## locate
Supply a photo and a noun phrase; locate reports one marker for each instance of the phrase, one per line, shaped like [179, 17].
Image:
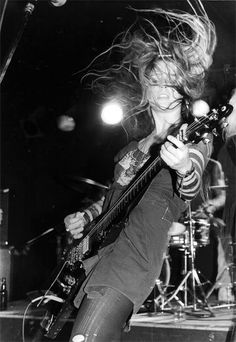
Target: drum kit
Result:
[187, 237]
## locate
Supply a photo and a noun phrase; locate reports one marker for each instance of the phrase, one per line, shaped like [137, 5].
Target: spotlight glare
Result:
[112, 113]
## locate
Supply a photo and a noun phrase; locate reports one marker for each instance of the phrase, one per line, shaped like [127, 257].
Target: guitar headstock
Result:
[212, 122]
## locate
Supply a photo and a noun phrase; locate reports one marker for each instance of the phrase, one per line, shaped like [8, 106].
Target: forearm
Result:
[94, 210]
[189, 185]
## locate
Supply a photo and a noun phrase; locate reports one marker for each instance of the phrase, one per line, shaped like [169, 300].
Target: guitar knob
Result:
[215, 133]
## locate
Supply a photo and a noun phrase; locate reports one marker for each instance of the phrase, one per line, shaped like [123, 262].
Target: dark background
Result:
[38, 159]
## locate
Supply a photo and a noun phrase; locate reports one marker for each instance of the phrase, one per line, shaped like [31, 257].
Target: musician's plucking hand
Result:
[75, 223]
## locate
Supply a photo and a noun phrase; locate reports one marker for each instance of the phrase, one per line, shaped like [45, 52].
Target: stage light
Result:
[66, 123]
[112, 113]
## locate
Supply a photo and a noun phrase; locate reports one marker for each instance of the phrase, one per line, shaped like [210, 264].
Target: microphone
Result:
[57, 3]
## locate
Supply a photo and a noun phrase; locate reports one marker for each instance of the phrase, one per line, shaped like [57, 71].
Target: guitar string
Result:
[189, 130]
[197, 123]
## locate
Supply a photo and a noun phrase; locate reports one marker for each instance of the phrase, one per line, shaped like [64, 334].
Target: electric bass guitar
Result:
[70, 274]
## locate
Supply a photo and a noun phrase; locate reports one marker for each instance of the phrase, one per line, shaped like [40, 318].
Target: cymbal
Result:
[88, 181]
[218, 187]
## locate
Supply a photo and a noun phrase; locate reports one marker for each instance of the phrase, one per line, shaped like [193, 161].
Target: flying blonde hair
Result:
[186, 40]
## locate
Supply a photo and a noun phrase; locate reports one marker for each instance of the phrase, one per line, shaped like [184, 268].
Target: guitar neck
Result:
[195, 132]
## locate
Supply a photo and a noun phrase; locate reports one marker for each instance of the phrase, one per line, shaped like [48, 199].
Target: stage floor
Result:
[218, 325]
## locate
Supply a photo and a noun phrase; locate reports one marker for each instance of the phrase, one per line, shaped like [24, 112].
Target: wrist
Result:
[186, 171]
[86, 217]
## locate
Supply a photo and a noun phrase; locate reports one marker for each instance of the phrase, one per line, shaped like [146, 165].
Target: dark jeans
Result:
[102, 317]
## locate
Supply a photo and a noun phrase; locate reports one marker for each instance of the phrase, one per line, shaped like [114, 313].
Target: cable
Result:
[48, 297]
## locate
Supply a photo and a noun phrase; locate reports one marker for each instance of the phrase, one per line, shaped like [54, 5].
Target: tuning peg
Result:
[215, 133]
[225, 124]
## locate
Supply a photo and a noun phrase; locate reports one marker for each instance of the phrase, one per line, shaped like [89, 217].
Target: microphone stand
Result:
[28, 10]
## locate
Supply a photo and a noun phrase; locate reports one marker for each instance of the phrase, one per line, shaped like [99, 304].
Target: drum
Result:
[202, 231]
[179, 236]
[201, 228]
[179, 241]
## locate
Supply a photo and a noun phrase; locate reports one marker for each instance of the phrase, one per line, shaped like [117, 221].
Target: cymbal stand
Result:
[192, 274]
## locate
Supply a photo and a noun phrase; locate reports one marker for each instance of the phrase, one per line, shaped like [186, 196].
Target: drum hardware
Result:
[218, 187]
[191, 280]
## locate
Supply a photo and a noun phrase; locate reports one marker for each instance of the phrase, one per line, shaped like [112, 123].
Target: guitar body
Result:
[70, 274]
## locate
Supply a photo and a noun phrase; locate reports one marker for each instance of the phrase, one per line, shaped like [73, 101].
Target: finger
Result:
[169, 158]
[175, 141]
[77, 236]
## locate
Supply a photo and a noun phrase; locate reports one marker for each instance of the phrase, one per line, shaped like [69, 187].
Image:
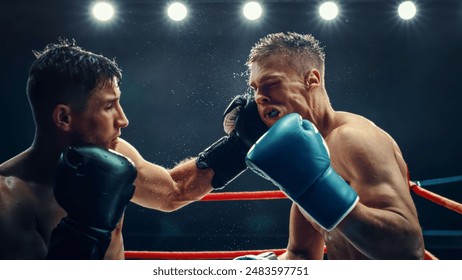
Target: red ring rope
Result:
[265, 195]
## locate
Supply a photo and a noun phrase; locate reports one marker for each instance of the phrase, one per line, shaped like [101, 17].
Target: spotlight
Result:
[177, 11]
[328, 10]
[103, 11]
[252, 10]
[407, 10]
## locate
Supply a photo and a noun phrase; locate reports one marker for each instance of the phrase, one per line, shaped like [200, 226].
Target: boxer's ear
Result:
[62, 117]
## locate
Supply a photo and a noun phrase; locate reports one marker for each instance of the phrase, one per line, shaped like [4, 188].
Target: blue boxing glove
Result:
[294, 156]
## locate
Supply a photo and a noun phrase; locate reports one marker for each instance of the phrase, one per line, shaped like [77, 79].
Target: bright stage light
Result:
[252, 10]
[177, 11]
[103, 11]
[328, 10]
[407, 10]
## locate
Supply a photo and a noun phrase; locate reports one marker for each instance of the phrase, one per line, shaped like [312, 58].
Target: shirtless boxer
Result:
[74, 96]
[346, 176]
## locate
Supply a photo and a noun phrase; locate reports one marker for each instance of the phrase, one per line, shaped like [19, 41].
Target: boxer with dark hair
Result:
[51, 205]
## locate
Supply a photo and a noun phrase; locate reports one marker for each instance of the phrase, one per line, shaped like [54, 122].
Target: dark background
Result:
[179, 77]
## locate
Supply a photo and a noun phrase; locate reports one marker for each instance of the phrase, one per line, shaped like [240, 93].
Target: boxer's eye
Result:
[272, 114]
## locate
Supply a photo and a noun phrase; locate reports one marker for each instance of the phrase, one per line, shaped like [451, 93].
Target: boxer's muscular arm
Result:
[384, 224]
[305, 242]
[166, 190]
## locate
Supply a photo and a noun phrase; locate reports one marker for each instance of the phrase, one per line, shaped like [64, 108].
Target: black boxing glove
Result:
[94, 186]
[227, 155]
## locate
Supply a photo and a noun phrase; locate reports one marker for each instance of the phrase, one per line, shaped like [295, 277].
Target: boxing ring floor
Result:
[435, 240]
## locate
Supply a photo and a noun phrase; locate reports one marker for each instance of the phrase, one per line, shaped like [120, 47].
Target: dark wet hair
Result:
[64, 73]
[301, 50]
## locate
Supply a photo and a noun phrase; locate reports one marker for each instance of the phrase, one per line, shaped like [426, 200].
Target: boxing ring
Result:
[417, 187]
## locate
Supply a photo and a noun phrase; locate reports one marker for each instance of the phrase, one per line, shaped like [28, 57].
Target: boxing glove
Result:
[226, 156]
[294, 156]
[93, 185]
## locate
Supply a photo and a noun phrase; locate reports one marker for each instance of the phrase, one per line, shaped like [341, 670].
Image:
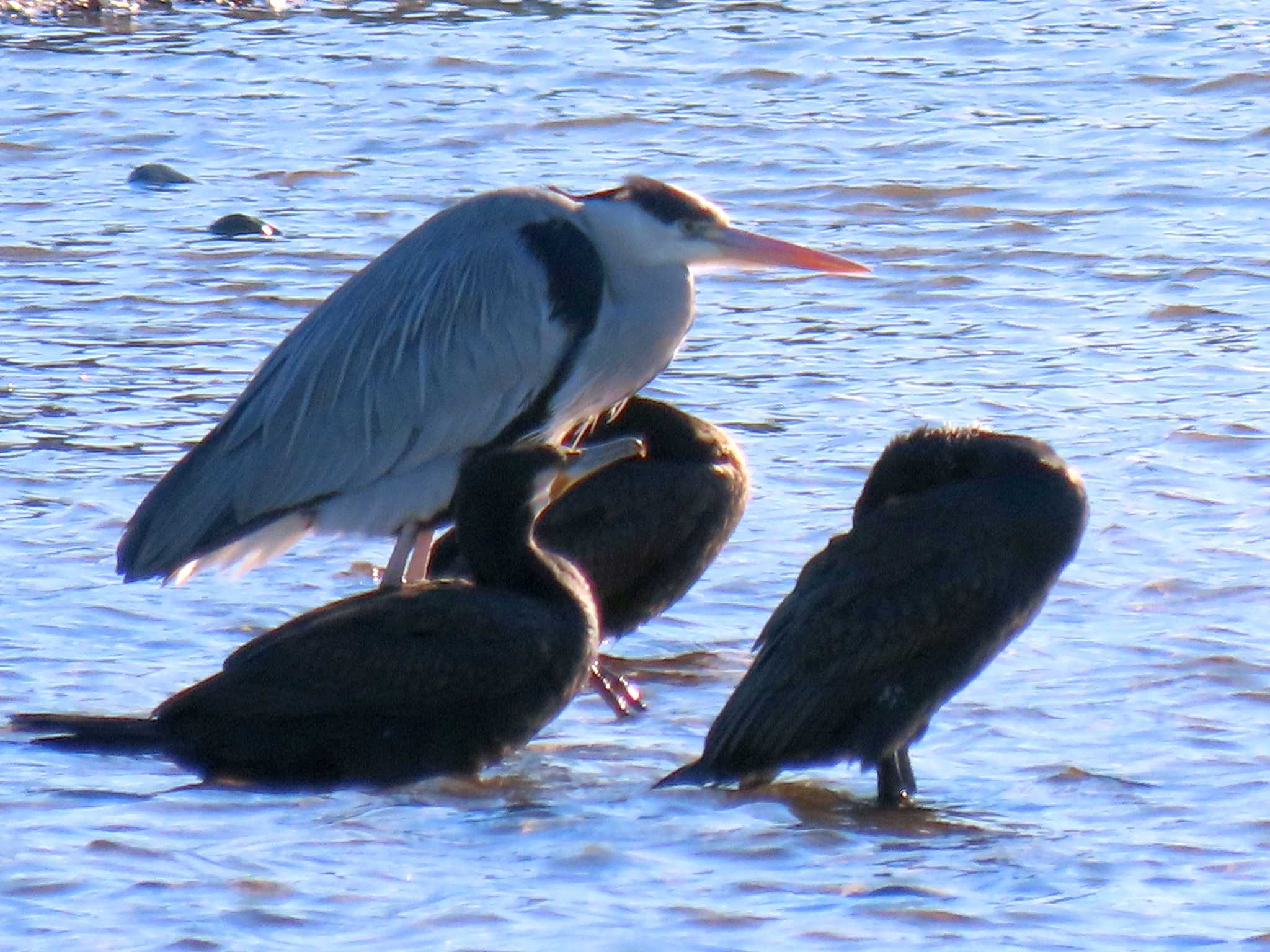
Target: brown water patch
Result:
[301, 176]
[1238, 82]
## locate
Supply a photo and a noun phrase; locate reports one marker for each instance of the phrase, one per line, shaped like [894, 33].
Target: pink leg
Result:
[417, 570]
[619, 693]
[395, 567]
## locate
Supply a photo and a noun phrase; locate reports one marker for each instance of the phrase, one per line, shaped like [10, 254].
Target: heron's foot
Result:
[619, 693]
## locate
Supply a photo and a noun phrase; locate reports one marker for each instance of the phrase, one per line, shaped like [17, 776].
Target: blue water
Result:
[1066, 210]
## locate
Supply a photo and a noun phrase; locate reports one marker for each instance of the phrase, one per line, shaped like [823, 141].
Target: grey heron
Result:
[957, 538]
[643, 531]
[513, 314]
[395, 685]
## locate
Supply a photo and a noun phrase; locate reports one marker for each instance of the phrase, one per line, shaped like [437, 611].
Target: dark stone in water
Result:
[238, 225]
[156, 174]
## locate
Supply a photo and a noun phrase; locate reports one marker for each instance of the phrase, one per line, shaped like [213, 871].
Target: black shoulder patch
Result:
[575, 275]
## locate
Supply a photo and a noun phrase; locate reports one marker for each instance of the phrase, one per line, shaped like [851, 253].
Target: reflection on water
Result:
[1065, 210]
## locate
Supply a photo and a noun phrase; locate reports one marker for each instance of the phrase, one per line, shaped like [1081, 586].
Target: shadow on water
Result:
[815, 806]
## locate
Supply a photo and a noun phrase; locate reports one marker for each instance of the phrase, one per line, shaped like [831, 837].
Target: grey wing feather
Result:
[432, 348]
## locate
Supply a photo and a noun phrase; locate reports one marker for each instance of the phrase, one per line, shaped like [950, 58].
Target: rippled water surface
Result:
[1066, 208]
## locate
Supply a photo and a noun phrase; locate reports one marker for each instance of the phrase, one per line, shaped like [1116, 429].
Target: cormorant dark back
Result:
[643, 530]
[403, 683]
[957, 538]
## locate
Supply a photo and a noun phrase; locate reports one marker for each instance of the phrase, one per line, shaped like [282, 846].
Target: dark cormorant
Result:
[395, 685]
[957, 538]
[643, 530]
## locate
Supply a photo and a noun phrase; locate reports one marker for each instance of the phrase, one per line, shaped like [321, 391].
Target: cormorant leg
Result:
[619, 693]
[906, 771]
[892, 786]
[417, 569]
[393, 573]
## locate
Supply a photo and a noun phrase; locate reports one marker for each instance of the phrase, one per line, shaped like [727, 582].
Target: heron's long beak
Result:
[587, 460]
[739, 247]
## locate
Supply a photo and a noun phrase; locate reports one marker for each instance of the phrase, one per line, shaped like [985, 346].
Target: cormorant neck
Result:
[502, 554]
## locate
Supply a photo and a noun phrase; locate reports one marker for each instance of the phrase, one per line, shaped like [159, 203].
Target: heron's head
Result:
[649, 223]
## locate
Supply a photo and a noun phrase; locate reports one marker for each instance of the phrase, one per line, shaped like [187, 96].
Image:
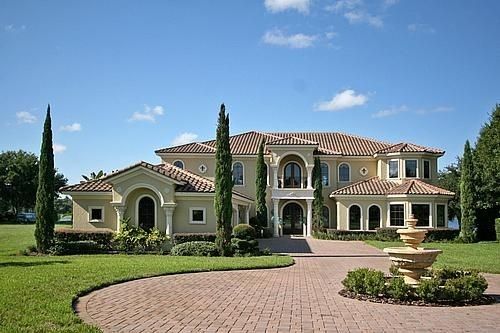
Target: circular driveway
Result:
[300, 298]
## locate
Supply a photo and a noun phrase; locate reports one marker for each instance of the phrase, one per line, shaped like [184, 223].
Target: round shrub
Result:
[198, 249]
[244, 231]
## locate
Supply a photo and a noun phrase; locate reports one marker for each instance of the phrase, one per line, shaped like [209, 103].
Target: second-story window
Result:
[410, 168]
[325, 179]
[344, 172]
[393, 169]
[238, 173]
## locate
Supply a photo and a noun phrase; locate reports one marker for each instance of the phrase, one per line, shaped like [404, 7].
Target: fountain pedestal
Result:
[412, 260]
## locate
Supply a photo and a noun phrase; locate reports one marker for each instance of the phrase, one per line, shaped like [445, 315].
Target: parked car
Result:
[26, 217]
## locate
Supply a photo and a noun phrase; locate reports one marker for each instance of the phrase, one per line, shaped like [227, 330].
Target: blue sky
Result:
[127, 77]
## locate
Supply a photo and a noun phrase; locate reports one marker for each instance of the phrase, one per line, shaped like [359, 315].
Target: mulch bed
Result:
[484, 300]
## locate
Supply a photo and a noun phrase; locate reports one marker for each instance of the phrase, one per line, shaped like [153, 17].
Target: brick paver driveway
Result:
[303, 297]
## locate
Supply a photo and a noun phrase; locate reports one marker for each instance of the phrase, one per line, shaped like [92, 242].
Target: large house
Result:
[367, 184]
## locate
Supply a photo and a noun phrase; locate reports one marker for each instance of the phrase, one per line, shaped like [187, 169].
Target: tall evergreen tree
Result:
[223, 184]
[260, 187]
[44, 207]
[318, 196]
[487, 163]
[467, 197]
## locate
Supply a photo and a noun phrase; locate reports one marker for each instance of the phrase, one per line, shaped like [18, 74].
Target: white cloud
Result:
[390, 112]
[58, 148]
[24, 117]
[275, 6]
[343, 100]
[184, 138]
[421, 27]
[149, 114]
[297, 41]
[75, 127]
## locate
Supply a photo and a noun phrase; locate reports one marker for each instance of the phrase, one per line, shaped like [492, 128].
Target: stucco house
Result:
[366, 184]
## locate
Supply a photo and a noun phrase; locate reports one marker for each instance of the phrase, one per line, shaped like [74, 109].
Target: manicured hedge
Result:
[180, 238]
[102, 237]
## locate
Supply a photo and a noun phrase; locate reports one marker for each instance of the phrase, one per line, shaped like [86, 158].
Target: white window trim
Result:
[389, 213]
[361, 224]
[137, 208]
[431, 225]
[338, 172]
[389, 168]
[327, 174]
[90, 214]
[183, 165]
[416, 164]
[242, 170]
[191, 209]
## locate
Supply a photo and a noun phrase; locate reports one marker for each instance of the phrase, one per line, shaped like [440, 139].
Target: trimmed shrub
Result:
[180, 238]
[197, 248]
[244, 231]
[102, 237]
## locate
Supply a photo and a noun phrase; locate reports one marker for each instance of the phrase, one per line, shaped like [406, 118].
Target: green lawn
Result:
[482, 256]
[36, 293]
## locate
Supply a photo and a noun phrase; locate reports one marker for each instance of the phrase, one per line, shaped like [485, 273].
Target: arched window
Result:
[326, 217]
[344, 172]
[373, 217]
[146, 213]
[325, 178]
[293, 175]
[238, 173]
[354, 217]
[179, 164]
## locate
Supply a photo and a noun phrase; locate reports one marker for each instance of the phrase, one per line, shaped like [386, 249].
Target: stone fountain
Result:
[412, 260]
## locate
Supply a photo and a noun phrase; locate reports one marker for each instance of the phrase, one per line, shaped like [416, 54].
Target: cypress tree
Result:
[261, 186]
[318, 196]
[223, 184]
[44, 207]
[467, 197]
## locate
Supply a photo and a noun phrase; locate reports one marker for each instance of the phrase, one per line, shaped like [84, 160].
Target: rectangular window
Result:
[397, 215]
[394, 169]
[422, 212]
[96, 214]
[410, 168]
[441, 218]
[197, 216]
[427, 169]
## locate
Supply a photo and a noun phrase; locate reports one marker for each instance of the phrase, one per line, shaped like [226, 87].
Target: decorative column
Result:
[309, 217]
[120, 214]
[169, 213]
[276, 218]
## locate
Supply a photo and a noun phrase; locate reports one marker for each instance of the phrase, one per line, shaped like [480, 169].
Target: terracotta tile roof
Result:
[409, 148]
[329, 143]
[188, 181]
[377, 186]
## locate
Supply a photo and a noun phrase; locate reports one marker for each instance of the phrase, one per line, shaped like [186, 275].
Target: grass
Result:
[482, 256]
[36, 293]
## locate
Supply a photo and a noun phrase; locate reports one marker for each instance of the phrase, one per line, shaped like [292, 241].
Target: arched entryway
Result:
[146, 213]
[293, 216]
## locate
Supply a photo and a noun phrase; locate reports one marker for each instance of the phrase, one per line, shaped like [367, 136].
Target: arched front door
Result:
[146, 213]
[292, 219]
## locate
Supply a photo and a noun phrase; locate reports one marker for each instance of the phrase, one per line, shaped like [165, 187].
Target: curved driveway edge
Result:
[300, 298]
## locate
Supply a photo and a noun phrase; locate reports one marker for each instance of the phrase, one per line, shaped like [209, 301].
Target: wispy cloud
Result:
[343, 100]
[297, 41]
[149, 114]
[184, 138]
[390, 112]
[275, 6]
[58, 148]
[421, 27]
[24, 117]
[75, 127]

+---+

#### [About this exercise]
Pictures are to be left out while the lines from the beginning of the records through the line with "Target: spotlight glare" are copied word for word.

#### [Problem solution]
## locate
Supply a photo and a noun phrase; locate reports one marker for each instance of the phrase, one per line, shaped like [179, 17].
Image:
Target: drum kit
Result:
[187, 237]
## locate
Supply a photo and a noun phrase; locate reports one marker for each instance of the phrase, one per line, shaped like [137, 5].
Target: spotlight glare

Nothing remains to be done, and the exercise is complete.